Task details:
Could you pull the passage from the article on second-hand smoke in cars that falls between "In a related" and "family and friends.", inclusive, and copy it word for word?
══ Selected excerpt
CDC Releases Report Citing Increased Risk of Second-Hand-Smoke for Kids Riding in Cars

Governments at all levels have in the past several years have begun cracking down on smokers and the places where they can freely light up and enjoy their dangerous habit. Because of this, many such smokers find themselves resorting to smoking in their cars. And it’s this new favorite locale for smoker’s that has health officials at the CDC worried about the additional dangers of second-hand-smoke that many children are now being exposed to. In a report, published in Pediatrics, government researchers describe how the increased levels of smoke exposure due to the confined interior of an automobile and the increased exposure time due to a large variety of car rides that have someone in the vehicle smoking, are harming our nation’s youth.

In a related piece, the American Academy of Pediatrics weighed in, noting that the CDC report shows that approximately 20% of all high school and middle school children ride in cars where someone is smoking. This number includes both family and friends.

The study data is based on multiple surveys of high school and middle school kids over the past several years. One of the questions asked kids how often they rode in a car where someone was smoking: most said once or twice, enough the researchers say, to cause breathing problems and allergy reactions. And of course long term exposure has been linked to lung cancer and other diseases such as hypertension and heart disease.

Second-hand-smoke exposure, they group says, has been found to be the worst source possible, second only to smoking directly. Thus, it’s worse, they say, then sitting in a smoke filled bar, or concert hall. They say not only is the smoke heavier and thicker, it’s more toxic, leading very quickly in some cases, to serious medical problems. They also cite several studies that show that second-hand-smoke exposure in teens and preteens is in general more harmful than second-hand-smoke exposure in adults due to the more fragile nature of still developing lungs.

Going back to 2009, the year where the team was able to collect the most data, the researchers found that 22% of teens and preteens had been exposed to second-hand-smoke in a car more than once. A number that they say is “troubling.” The researchers also note that riding in a car with someone who is smoking is quite often the only source of exposure to many teens. They suggest that all states follow the lead of the few that have enacted laws banning smoking in a car when a child is in it.
════
══ Data excerpts
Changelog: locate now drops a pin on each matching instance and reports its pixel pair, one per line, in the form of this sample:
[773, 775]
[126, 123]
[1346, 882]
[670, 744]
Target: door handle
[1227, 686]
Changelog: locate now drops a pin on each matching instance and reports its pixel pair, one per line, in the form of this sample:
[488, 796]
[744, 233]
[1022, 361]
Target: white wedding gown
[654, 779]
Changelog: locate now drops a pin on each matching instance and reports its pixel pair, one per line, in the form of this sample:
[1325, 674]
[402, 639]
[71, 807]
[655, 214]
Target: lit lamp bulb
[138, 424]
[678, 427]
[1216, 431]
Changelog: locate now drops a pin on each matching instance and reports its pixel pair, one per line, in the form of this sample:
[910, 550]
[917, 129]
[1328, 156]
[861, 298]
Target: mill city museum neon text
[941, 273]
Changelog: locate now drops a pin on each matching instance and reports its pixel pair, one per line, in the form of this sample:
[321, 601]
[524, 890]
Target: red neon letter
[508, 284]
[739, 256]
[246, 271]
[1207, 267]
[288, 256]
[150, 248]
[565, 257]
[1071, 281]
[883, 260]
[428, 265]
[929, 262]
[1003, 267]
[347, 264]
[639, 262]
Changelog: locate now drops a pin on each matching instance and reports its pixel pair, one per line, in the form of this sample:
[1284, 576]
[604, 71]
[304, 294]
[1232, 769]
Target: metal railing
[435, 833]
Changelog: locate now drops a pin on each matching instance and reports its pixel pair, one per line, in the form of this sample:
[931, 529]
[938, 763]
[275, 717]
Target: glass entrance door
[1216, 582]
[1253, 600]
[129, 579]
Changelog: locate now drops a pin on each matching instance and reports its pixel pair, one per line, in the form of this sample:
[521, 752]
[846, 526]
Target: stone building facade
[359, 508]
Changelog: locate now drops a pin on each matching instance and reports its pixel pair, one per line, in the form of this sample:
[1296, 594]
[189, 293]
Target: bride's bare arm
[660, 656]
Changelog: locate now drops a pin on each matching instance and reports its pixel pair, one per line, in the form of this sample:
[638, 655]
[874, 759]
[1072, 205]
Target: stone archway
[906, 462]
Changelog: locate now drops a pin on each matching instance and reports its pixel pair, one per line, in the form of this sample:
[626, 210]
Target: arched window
════
Response to this exercise:
In a related piece, the American Academy of Pediatrics weighed in, noting that the CDC report shows that approximately 20% of all high school and middle school children ride in cars where someone is smoking. This number includes both family and friends.